**TEKS BACAAN:**
Advertisement
Nyanyian Anak Bumi koreografer Hernando Putra |
“Negrai Lebong
baes taneak ne, negrai ne baes. Negrai ne aman, negrai ne baes, penan tun bumai”
pojokseni.com - Selasa, 31 juli
2018 di Pendopo Sendratasik Universitas Negeri Padang, Sumatra Barat digelar
sebuah pertunjukan tari dalam rangka Ujian Tugas Akhir Minat Penciptaan Seni
Tari Program Studi Pasca Sarjana Institut Seni Indonesia Padangpanjang yang
bertajuk “Nyanian Anak Bumi” dengan koreografer Hernando Putra. Karya tari yang
berdurasi 60 menit ini, didukung oleh 4 orang penari laki laki yaitu Frandi
Yutra, Aditia Warman, Ahmad Iqbal, Dendi Wadirman dan 5 orang penari perempuan
yaitu Selvia Khoiriah, Tri Dara Agnes, Rahma Nadiati Nami, Velia Wulandari, dan
Ranti Dwi Sapitri. Selanjutnya didukung oleh Rizky Dwi Kumala, Ibrahim Lubis,
Li, Diyo Puja Sukma, Budi sebagai pemusik. Tentunya dengan bimbingan dari Dr.
Susas Rita Loravianti, M.Sn dan Ediwar, S.Sn., Ph.D.

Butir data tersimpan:

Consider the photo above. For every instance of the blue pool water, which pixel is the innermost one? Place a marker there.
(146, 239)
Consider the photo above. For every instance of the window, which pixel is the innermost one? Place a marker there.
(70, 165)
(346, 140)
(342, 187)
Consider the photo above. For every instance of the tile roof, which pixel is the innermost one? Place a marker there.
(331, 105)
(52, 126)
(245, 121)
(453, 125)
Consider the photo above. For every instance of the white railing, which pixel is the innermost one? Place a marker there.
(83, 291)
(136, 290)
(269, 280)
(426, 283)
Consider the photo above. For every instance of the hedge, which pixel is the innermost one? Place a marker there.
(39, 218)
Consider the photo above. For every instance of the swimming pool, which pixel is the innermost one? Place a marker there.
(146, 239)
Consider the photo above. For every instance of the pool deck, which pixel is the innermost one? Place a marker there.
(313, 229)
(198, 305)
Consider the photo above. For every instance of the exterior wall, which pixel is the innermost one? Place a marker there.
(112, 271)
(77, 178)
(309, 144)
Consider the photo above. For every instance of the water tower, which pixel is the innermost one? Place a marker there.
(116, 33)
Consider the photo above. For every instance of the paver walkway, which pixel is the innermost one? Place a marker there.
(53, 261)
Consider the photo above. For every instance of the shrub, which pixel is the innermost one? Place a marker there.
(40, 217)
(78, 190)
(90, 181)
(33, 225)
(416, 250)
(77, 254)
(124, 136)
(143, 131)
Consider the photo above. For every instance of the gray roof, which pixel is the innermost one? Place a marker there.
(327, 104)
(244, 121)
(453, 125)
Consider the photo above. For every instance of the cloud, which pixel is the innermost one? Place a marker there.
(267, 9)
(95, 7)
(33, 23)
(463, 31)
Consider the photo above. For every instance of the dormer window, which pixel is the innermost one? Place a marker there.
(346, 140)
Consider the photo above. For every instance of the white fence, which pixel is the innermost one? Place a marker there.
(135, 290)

**SOAL LATIHAN:**
A. Tuliskan kembali bagian artikel tentang pertunjukan tari mulai dari "Advertisement" sampai dengan "bimbingan dari Dr.".
B. Menurut artikel tentang pertunjukan tari, berapa lama durasi karya tari "Nyanian Anak Bumi"?
C. Berdasarkan artikel tentang pertunjukan tari, jelaskan dalam rangka apa pertunjukan tari itu digelar.
Data tersebut tidak diperlukan untuk mengerjakan soal.

**JAWABAN SOAL:**
A.
Advertisement
Nyanyian Anak Bumi koreografer Hernando Putra |
“Negrai Lebong
baes taneak ne, negrai ne baes. Negrai ne aman, negrai ne baes, penan tun bumai”
pojokseni.com - Selasa, 31 juli
2018 di Pendopo Sendratasik Universitas Negeri Padang, Sumatra Barat digelar
sebuah pertunjukan tari dalam rangka Ujian Tugas Akhir Minat Penciptaan Seni
Tari Program Studi Pasca Sarjana Institut Seni Indonesia Padangpanjang yang
bertajuk “Nyanian Anak Bumi” dengan koreografer Hernando Putra. Karya tari yang
berdurasi 60 menit ini, didukung oleh 4 orang penari laki laki yaitu Frandi
Yutra, Aditia Warman, Ahmad Iqbal, Dendi Wadirman dan 5 orang penari perempuan
yaitu Selvia Khoiriah, Tri Dara Agnes, Rahma Nadiati Nami, Velia Wulandari, dan
Ranti Dwi Sapitri. Selanjutnya didukung oleh Rizky Dwi Kumala, Ibrahim Lubis,
Li, Diyo Puja Sukma, Budi sebagai pemusik. Tentunya dengan bimbingan dari Dr.

B. 60 menit.

C. Pertunjukan tari itu digelar dalam rangka Ujian Tugas Akhir Minat Penciptaan Seni Tari Program Studi Pasca Sarjana Institut Seni Indonesia Padangpanjang.